> _Given task_
Reproduce every row from the line containing "Task: Where can the handheld" down to the line containing "[[37, 200], [308, 141], [339, 142]]", both of those lines included.

> _Dataset records_
● ● ●

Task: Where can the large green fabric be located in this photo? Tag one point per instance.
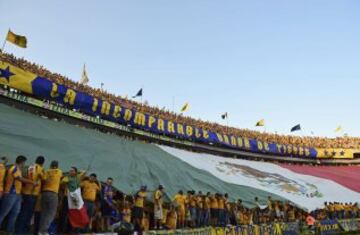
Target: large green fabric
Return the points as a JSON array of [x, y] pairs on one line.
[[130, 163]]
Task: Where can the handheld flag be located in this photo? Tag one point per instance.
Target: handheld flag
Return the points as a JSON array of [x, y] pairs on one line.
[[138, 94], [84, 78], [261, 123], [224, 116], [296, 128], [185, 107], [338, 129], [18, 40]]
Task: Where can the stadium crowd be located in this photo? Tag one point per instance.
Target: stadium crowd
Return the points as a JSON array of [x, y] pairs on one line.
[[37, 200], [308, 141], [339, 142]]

● ● ●

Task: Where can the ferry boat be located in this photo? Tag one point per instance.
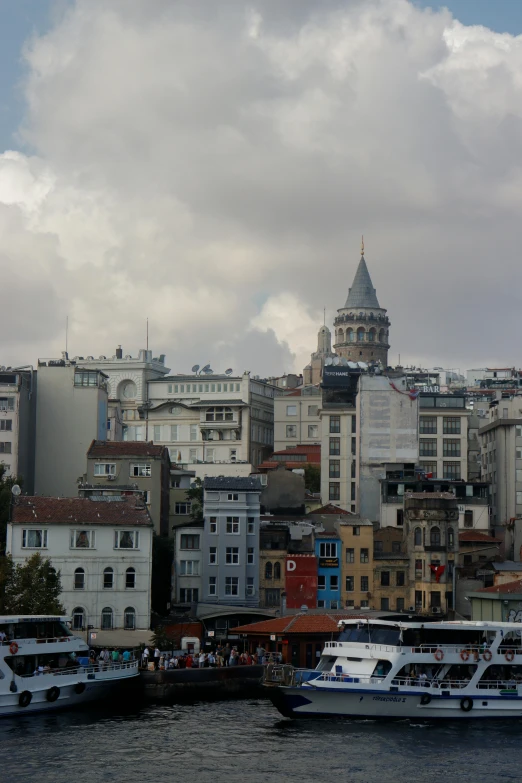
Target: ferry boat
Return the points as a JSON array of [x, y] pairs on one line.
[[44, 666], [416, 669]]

● ● ●

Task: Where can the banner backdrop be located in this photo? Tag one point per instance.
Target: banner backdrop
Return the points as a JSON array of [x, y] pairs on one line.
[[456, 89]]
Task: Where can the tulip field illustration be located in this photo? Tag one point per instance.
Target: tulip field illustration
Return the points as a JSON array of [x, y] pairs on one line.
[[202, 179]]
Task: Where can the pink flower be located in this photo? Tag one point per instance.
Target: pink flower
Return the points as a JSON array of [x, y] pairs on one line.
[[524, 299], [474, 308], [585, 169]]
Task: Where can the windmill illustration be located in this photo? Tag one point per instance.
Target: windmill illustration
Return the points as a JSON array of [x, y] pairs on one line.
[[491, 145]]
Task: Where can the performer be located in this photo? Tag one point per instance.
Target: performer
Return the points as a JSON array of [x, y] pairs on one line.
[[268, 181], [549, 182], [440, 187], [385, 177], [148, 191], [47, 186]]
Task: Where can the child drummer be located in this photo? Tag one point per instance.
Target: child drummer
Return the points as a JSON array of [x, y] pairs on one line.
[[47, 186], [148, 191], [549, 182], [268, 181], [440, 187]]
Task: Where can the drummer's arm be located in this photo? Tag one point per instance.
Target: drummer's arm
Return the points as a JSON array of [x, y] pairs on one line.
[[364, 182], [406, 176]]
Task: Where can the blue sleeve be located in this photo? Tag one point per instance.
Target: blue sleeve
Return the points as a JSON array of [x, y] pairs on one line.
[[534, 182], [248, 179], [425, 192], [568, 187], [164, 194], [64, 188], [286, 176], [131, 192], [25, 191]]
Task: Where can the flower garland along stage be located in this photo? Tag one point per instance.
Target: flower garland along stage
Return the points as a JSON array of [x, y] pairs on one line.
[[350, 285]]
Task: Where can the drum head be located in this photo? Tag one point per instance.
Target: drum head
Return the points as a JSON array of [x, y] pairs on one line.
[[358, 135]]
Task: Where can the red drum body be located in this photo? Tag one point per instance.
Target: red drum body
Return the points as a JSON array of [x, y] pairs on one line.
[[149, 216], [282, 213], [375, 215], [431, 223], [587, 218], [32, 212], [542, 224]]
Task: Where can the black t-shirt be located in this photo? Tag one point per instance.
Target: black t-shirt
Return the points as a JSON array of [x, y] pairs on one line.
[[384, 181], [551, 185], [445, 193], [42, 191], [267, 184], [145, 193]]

● ● ●

> _Response_
Task: Where can the handheld flag be located in this photo? Tag one point per instance.
Target: handheld flag
Return the points as a JSON array of [x, y] pairs on one line.
[[138, 94], [84, 78], [261, 123], [224, 116], [296, 128], [185, 107], [338, 129], [18, 40]]
Task: Where can the stadium crowd be located in this photo? Tag one point per instance.
Target: stadium crowd
Return the points as a JSON array of [x, y] pairs on one line.
[[37, 200], [308, 141], [339, 142]]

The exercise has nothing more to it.